Keeping pictures out, repeat the lines of the listing below exactly, starting at its first line and finishing with the one that holds "Target: black leather shoe".

-----

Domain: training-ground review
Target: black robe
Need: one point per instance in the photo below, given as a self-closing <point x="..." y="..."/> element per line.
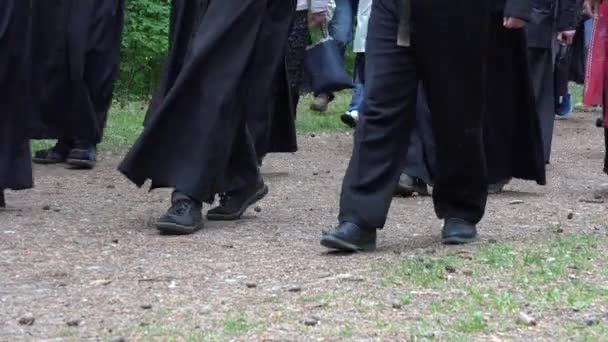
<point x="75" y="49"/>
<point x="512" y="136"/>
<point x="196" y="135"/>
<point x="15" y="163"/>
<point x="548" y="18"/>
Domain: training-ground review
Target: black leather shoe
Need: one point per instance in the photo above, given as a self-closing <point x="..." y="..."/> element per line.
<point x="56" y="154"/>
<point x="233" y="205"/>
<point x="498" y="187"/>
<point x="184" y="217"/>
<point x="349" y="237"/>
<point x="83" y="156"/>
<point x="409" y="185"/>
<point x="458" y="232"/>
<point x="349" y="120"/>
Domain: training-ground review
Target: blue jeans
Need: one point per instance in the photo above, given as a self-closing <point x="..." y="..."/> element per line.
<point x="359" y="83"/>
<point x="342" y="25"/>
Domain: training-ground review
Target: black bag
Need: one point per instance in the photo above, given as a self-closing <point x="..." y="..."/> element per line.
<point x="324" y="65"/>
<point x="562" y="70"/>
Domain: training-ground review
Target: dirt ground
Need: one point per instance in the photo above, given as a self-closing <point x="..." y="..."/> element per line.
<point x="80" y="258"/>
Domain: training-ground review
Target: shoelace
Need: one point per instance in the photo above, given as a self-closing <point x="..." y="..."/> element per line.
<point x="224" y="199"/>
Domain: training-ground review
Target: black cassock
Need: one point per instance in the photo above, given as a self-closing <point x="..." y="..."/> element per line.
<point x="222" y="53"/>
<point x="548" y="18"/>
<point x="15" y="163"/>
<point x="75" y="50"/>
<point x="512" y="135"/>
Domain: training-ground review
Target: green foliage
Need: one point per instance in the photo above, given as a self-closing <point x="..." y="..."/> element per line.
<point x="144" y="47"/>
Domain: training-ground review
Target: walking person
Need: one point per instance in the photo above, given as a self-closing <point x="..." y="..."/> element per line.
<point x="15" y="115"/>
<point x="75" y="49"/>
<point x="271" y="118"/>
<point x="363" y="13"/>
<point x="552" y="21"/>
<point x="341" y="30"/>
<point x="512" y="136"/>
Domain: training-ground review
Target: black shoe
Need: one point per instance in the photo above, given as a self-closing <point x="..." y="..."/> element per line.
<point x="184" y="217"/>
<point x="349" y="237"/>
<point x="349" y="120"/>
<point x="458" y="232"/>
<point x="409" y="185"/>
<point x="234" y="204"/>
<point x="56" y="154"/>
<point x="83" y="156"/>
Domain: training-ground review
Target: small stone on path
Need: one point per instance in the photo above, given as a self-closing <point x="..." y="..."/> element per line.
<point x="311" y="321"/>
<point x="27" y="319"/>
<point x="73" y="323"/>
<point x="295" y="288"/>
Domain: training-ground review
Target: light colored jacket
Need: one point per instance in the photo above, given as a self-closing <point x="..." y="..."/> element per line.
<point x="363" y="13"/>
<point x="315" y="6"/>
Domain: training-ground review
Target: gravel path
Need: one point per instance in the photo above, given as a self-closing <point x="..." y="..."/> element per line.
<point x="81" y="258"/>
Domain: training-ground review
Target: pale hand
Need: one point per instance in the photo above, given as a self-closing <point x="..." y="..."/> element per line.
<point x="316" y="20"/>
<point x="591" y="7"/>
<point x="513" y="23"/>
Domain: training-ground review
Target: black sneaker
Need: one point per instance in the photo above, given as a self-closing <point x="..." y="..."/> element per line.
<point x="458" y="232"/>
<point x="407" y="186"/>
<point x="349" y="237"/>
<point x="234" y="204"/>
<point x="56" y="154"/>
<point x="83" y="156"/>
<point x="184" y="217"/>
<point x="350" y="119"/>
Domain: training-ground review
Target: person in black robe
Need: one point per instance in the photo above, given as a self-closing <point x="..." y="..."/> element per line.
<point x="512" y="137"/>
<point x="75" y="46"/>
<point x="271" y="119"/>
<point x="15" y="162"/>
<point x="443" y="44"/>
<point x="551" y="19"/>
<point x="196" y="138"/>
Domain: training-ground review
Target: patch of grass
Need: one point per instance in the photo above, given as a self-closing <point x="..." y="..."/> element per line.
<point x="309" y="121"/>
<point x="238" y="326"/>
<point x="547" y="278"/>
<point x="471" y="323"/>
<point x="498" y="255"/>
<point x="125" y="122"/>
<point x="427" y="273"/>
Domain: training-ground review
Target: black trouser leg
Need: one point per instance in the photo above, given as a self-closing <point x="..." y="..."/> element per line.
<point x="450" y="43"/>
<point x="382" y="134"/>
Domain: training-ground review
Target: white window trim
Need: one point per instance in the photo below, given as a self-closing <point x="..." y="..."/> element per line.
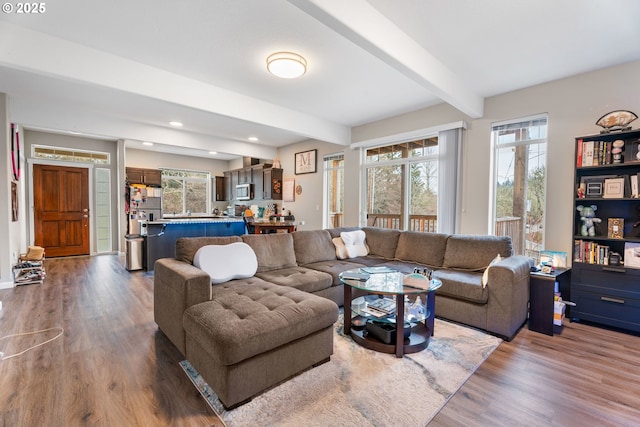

-----

### Reply to the task
Domain: training-ground review
Target: black robe
Need: one point per instance in the photo below, given as a self-closing <point x="..." y="..."/> element per line.
<point x="75" y="49"/>
<point x="512" y="136"/>
<point x="196" y="135"/>
<point x="15" y="163"/>
<point x="548" y="18"/>
Domain: training-ground review
Target: black leather shoe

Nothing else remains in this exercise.